• Instruction
Reproduce the lines from the one containing "Where can the shoulder" through the one containing "point(589, 367)", inclusive, renaming "gold belt buckle" as "brass belt buckle" and leaving everything else unchanged.

— start —

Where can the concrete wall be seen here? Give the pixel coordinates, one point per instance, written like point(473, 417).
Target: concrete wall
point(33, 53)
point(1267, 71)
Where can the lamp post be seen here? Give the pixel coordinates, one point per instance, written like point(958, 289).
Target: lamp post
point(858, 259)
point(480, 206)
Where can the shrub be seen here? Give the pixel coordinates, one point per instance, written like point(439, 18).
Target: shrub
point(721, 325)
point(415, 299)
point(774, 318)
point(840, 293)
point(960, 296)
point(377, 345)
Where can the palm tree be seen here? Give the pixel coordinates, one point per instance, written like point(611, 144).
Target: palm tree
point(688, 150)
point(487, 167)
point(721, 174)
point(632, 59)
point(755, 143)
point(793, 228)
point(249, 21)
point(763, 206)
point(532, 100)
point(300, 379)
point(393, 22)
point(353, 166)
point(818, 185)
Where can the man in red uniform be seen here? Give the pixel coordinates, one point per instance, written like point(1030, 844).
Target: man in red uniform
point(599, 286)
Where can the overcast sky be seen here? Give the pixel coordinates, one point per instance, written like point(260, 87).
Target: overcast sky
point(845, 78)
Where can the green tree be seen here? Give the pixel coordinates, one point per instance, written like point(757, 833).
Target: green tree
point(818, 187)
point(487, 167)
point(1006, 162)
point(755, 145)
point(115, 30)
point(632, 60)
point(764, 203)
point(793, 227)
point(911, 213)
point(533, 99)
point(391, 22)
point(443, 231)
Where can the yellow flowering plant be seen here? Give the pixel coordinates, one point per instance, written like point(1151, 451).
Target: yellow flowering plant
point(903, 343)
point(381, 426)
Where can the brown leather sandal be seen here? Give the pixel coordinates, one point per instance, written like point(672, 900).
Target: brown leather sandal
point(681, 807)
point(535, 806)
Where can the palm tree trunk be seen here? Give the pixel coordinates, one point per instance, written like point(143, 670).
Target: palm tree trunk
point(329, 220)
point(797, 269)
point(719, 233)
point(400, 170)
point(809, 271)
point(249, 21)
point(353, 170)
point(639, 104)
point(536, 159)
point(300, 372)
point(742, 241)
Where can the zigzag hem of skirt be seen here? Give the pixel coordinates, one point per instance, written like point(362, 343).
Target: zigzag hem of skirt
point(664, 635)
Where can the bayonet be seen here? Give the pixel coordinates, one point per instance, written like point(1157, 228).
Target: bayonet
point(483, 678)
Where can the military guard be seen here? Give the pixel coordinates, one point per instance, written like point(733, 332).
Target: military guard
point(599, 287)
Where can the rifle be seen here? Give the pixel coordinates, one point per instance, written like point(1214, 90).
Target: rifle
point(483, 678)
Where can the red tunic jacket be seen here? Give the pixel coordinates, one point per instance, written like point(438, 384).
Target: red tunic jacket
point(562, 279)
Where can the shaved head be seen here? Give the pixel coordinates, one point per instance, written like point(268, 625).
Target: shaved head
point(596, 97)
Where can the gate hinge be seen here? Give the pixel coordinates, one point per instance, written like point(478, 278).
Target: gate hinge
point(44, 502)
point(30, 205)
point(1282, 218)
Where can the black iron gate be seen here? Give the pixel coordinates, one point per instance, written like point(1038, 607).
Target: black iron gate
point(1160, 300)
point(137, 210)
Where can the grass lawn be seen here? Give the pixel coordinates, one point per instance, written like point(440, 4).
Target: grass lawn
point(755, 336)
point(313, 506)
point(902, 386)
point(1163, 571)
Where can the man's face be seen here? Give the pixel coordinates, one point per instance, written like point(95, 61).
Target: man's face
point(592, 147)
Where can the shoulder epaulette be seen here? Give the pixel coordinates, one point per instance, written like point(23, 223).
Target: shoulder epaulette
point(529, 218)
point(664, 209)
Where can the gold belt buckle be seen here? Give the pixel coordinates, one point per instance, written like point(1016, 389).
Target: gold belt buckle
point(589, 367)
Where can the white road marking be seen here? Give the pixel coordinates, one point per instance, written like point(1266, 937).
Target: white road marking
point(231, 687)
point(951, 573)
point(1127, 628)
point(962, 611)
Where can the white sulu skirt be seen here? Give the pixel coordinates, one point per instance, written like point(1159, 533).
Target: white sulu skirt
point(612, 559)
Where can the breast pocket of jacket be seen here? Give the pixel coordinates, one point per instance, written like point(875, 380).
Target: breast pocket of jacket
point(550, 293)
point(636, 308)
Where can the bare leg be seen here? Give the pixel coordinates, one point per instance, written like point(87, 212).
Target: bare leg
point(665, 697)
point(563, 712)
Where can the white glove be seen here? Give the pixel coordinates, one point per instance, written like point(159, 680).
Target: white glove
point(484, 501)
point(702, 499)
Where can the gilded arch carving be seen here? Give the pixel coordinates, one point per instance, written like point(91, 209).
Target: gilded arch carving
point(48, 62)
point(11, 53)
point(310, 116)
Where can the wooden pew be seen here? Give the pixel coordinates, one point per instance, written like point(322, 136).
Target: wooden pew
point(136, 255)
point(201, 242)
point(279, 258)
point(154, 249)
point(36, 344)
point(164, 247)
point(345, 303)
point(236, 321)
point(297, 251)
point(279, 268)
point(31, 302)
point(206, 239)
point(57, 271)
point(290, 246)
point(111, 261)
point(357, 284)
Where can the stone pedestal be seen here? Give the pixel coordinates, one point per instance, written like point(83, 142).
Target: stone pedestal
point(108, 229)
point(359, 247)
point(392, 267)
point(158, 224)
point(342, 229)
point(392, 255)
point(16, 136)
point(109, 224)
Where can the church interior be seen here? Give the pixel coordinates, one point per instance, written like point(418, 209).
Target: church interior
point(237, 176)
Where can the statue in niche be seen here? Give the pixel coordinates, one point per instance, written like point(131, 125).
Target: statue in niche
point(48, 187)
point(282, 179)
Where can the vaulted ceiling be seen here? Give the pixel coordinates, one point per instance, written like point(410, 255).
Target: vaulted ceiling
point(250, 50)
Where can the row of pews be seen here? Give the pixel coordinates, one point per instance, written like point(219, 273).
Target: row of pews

— end —

• Solution to this exercise
Where can the shoulder epaulette be seen here? Give the pixel coordinates, one point per instance, written like point(23, 223).
Target: shoulder epaulette
point(529, 218)
point(664, 209)
Where can the brass belt buckle be seen here? Give the pixel coordinates, one point per instance, written like point(1016, 389).
Target: brass belt buckle
point(589, 367)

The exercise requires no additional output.